▶ **TASK STATEMENT**
Could you rewrite everything from the start of the rows down to and including the line containing "106), (121, 109)]", leaving the requests and their samples unchanged but multiplying each coordinate in the answers by 2.6 and rounding to whole numbers, halves up? Omit the pictures.

Stored items from a collection
— BEGIN —

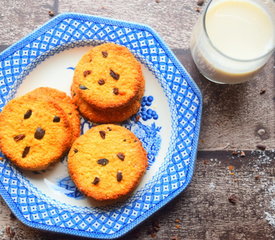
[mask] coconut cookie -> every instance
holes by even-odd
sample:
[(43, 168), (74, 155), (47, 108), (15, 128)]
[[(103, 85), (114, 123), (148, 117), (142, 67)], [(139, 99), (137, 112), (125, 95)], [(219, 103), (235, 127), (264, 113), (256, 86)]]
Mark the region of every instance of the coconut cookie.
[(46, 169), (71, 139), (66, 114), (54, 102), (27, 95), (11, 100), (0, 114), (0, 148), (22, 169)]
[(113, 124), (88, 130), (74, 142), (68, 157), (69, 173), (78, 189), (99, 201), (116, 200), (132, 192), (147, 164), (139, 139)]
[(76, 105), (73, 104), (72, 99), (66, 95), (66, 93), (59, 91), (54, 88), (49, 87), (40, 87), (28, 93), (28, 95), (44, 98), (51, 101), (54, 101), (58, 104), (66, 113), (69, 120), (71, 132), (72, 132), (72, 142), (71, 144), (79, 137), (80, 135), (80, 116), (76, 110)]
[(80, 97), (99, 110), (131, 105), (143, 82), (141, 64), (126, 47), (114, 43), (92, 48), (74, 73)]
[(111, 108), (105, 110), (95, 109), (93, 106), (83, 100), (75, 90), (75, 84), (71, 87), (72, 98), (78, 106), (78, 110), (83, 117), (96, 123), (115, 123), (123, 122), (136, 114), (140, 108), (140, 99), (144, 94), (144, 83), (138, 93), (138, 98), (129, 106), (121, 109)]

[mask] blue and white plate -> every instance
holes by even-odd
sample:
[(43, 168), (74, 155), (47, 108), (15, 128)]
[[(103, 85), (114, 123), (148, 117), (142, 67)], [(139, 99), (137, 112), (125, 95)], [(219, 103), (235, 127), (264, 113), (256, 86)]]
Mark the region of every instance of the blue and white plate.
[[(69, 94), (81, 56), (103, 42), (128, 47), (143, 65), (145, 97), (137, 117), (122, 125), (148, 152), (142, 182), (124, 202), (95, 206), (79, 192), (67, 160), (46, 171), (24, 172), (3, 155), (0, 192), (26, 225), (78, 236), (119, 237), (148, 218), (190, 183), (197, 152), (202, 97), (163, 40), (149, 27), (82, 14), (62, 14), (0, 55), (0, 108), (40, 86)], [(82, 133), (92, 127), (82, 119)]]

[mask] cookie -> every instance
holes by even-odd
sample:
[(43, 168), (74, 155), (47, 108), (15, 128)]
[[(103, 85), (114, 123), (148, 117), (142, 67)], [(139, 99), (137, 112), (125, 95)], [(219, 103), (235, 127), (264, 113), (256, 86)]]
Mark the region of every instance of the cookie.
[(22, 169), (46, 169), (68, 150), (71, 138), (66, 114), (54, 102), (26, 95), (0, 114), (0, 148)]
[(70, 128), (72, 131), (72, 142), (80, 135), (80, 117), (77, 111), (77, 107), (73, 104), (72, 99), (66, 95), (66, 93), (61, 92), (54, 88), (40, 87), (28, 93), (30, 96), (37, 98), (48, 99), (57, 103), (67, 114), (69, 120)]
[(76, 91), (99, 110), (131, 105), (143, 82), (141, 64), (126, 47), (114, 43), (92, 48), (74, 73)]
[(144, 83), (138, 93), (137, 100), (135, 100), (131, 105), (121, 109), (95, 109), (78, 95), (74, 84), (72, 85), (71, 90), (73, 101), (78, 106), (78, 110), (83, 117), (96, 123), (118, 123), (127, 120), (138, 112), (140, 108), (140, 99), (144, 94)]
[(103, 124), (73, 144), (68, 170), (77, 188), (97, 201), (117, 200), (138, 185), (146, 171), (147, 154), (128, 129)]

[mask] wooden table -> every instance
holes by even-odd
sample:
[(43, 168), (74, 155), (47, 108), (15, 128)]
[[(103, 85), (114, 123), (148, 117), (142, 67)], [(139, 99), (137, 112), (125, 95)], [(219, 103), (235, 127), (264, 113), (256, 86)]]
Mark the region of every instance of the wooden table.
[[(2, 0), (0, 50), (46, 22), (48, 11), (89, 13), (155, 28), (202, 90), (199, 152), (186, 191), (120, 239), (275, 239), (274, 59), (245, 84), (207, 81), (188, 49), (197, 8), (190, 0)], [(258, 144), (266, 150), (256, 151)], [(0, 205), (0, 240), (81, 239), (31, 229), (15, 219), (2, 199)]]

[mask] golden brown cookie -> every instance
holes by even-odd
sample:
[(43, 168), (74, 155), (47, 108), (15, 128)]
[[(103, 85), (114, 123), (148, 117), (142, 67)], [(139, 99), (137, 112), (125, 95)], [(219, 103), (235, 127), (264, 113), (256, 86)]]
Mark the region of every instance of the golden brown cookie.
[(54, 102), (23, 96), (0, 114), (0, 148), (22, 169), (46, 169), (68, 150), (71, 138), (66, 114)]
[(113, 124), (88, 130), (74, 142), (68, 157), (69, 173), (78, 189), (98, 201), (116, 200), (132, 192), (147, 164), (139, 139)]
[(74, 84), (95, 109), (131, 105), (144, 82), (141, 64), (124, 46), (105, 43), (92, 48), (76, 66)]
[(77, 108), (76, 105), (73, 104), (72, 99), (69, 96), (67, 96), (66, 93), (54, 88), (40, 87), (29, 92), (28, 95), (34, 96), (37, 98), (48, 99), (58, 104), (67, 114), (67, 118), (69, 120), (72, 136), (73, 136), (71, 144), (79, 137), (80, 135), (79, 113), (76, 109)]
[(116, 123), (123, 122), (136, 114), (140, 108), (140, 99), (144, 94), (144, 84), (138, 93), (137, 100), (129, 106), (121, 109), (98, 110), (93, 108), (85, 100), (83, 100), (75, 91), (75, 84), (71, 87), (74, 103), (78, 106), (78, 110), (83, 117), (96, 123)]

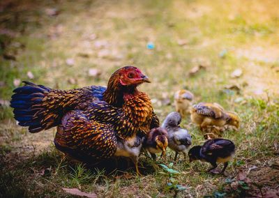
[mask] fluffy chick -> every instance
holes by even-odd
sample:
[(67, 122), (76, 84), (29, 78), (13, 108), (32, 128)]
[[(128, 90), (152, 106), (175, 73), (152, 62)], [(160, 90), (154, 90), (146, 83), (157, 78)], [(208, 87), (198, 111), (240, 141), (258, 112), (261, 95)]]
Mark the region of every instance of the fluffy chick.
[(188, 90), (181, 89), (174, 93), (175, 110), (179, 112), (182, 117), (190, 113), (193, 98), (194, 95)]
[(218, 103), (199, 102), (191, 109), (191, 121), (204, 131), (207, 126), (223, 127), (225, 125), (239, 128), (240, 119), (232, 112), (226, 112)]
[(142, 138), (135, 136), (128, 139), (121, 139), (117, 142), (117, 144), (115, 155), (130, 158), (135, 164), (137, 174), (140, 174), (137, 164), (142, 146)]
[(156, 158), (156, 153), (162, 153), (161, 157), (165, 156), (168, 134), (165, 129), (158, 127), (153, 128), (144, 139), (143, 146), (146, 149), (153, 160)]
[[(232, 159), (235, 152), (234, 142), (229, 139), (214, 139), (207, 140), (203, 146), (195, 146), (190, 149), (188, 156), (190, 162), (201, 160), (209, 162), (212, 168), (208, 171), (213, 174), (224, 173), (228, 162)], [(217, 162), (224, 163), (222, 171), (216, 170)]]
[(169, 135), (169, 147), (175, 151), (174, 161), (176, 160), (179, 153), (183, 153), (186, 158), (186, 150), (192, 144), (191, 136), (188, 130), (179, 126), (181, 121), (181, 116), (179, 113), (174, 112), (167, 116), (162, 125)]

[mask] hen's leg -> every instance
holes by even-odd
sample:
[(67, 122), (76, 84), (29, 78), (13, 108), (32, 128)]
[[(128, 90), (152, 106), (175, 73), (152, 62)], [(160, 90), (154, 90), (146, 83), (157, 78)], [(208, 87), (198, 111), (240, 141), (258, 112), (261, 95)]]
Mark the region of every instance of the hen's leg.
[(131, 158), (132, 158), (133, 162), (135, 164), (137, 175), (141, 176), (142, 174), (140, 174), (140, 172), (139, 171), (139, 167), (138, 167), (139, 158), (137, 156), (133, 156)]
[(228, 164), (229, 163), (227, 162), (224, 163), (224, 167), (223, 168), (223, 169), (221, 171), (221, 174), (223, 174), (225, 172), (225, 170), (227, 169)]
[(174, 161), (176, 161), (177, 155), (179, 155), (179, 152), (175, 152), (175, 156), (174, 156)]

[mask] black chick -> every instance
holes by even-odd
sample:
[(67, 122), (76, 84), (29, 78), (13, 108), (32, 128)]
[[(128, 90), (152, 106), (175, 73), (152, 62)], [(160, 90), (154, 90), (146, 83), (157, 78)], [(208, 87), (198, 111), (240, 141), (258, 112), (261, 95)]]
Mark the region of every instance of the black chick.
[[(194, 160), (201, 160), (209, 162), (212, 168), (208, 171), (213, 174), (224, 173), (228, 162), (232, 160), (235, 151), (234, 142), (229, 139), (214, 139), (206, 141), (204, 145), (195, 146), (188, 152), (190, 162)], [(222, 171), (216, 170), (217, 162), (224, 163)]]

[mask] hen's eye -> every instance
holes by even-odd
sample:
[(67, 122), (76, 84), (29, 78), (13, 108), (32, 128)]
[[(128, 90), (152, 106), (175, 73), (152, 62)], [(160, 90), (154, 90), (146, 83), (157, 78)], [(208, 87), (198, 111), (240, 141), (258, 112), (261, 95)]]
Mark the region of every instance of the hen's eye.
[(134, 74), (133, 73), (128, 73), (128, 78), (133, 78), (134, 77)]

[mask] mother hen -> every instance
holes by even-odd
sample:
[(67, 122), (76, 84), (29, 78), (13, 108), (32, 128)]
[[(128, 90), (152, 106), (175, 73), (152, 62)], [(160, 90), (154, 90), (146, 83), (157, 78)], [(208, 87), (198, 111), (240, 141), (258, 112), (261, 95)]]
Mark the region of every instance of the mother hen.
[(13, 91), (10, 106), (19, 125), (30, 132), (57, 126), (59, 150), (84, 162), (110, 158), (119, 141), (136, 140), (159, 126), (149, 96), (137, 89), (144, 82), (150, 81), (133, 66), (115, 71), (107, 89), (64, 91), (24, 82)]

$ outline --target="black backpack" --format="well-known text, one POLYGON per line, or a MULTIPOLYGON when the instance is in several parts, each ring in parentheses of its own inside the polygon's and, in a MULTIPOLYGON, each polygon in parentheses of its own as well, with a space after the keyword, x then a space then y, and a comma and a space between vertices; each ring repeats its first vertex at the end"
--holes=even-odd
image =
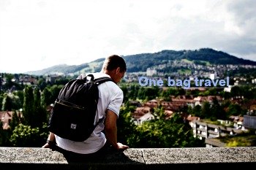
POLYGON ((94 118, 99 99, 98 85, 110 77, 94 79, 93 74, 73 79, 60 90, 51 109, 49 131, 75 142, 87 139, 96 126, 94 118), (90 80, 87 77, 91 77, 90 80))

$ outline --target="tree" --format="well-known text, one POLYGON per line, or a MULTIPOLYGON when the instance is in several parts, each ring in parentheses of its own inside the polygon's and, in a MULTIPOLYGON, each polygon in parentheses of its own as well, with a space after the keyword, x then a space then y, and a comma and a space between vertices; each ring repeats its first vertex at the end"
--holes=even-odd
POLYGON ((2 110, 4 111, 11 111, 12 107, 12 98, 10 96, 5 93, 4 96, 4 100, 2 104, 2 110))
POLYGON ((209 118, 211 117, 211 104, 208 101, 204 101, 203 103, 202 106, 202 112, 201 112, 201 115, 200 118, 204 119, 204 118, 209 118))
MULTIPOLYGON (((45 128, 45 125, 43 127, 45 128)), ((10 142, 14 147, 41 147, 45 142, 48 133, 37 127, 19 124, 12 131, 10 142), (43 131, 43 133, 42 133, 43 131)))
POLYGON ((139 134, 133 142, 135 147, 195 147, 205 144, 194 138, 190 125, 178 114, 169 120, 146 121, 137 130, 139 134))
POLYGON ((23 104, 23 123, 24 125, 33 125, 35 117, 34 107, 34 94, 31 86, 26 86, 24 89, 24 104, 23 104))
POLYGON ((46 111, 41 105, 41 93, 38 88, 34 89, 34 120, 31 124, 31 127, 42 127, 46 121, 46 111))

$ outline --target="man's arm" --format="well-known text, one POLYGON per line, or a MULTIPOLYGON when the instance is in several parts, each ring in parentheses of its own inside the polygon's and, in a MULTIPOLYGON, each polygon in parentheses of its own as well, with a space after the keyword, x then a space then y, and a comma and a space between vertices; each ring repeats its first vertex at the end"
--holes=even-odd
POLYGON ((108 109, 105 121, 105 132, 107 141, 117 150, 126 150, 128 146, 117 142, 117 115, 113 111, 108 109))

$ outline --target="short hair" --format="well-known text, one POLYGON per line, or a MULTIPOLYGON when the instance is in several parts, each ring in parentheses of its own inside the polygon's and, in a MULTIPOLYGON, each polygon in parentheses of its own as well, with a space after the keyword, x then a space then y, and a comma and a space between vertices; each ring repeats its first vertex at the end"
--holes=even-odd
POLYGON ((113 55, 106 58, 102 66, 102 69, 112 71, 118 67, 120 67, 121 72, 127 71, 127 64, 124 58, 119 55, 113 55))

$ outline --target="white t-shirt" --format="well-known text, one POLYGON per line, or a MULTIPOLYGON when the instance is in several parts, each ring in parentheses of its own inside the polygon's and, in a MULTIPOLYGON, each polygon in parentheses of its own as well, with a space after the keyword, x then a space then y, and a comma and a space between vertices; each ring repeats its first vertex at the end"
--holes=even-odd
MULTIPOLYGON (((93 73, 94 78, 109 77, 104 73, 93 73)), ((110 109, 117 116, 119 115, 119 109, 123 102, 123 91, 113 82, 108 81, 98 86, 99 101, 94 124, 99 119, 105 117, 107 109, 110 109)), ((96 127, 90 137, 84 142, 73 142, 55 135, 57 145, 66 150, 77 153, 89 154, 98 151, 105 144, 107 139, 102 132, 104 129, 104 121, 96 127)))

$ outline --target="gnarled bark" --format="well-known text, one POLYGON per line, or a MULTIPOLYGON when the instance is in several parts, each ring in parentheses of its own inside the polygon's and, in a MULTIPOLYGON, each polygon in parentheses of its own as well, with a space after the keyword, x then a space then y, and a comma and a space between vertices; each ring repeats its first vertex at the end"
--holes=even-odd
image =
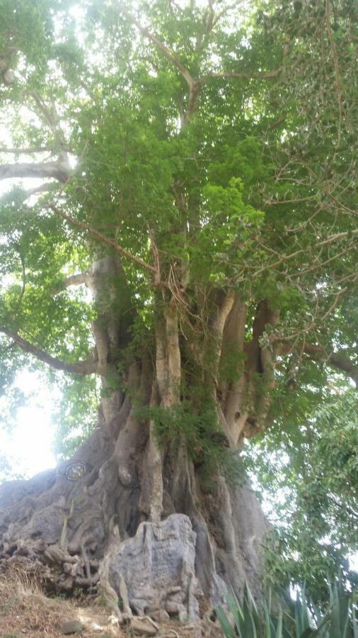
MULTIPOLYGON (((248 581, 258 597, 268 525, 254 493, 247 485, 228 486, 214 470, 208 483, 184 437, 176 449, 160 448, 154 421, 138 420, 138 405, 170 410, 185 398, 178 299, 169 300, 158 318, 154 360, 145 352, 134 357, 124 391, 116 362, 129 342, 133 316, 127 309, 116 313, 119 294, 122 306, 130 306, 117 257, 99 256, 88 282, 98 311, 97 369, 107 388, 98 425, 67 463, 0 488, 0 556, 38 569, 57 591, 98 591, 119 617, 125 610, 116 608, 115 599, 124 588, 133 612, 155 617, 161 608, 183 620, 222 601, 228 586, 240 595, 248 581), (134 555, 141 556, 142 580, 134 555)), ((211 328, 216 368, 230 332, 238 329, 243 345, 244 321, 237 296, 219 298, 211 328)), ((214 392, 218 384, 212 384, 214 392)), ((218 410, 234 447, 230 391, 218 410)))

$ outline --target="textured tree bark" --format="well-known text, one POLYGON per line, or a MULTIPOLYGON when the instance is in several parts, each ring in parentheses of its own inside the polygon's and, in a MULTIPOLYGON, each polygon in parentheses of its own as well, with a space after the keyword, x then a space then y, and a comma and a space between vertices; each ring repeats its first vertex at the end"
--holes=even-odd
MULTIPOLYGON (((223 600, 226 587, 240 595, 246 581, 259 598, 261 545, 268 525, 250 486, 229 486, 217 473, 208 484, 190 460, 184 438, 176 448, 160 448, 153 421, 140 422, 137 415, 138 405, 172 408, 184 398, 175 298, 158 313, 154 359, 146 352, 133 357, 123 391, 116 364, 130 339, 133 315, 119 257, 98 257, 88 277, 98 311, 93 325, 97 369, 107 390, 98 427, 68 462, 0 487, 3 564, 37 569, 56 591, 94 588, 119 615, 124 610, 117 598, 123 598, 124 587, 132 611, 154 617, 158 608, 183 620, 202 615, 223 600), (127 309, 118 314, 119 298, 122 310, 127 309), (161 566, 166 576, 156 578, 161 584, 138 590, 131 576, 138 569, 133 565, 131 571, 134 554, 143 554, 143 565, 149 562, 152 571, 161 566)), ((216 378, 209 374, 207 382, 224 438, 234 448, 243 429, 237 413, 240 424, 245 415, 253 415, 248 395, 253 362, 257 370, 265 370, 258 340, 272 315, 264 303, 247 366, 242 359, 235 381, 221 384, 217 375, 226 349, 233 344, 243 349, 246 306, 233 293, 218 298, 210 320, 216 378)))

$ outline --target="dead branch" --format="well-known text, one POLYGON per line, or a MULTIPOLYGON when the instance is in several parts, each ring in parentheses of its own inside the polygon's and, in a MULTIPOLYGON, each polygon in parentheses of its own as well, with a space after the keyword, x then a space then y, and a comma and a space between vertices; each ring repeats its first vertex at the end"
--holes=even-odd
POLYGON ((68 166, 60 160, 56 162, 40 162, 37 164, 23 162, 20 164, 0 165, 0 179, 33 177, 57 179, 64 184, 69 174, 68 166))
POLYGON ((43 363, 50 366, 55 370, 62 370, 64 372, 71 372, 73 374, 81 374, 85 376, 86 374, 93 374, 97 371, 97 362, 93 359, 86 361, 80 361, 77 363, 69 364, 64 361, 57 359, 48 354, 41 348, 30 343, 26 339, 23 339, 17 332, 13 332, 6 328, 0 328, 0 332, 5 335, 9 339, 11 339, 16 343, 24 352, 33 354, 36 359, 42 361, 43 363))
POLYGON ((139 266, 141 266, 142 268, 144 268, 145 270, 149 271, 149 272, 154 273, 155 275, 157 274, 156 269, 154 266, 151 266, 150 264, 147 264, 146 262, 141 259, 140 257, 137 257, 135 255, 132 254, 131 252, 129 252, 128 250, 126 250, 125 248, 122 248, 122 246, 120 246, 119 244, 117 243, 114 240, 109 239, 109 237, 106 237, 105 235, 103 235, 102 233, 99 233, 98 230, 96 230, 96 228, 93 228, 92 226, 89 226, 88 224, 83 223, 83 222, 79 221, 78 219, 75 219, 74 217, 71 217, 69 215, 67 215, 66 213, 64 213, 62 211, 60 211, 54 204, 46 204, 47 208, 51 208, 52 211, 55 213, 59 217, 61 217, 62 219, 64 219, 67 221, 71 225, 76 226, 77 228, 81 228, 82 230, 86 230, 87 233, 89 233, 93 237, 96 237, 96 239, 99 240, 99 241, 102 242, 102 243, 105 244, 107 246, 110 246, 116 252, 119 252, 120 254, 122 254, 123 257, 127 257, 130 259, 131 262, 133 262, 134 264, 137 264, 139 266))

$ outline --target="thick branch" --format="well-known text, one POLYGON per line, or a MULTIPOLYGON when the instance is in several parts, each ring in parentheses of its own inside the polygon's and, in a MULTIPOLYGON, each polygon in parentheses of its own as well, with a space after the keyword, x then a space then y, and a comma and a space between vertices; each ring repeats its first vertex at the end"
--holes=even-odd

— END —

▶ **ANSWER TO THIS PROBLEM**
[mask] coconut cookie -> every instance
holes by even-odd
sample:
[(43, 168), (74, 155), (47, 108), (15, 128)]
[[(103, 85), (114, 123), (148, 117), (142, 67)], [(139, 99), (137, 112), (125, 95)], [(219, 103), (235, 127), (264, 113), (256, 86)]]
Mark the region of every instance of the coconut cookie.
[(120, 439), (185, 361), (172, 296), (140, 265), (70, 247), (29, 260), (0, 296), (0, 385), (57, 439)]
[(294, 322), (229, 338), (192, 369), (177, 408), (179, 450), (203, 491), (257, 523), (302, 520), (343, 499), (382, 426), (361, 361)]
[(198, 273), (190, 270), (187, 257), (172, 247), (172, 242), (153, 237), (140, 229), (127, 226), (104, 226), (73, 242), (73, 247), (114, 255), (133, 263), (140, 263), (151, 270), (172, 294), (179, 312), (185, 343), (187, 343), (187, 369), (185, 374), (205, 356), (208, 351), (208, 302), (198, 286)]
[(208, 252), (257, 286), (341, 273), (372, 213), (367, 166), (328, 122), (296, 112), (239, 125), (192, 190)]
[(289, 281), (273, 286), (247, 283), (242, 276), (216, 260), (195, 234), (195, 218), (185, 226), (187, 255), (203, 276), (203, 286), (216, 304), (250, 320), (299, 320), (320, 317), (354, 296), (364, 281), (364, 257), (374, 244), (374, 216), (359, 242), (359, 255), (335, 276), (315, 283)]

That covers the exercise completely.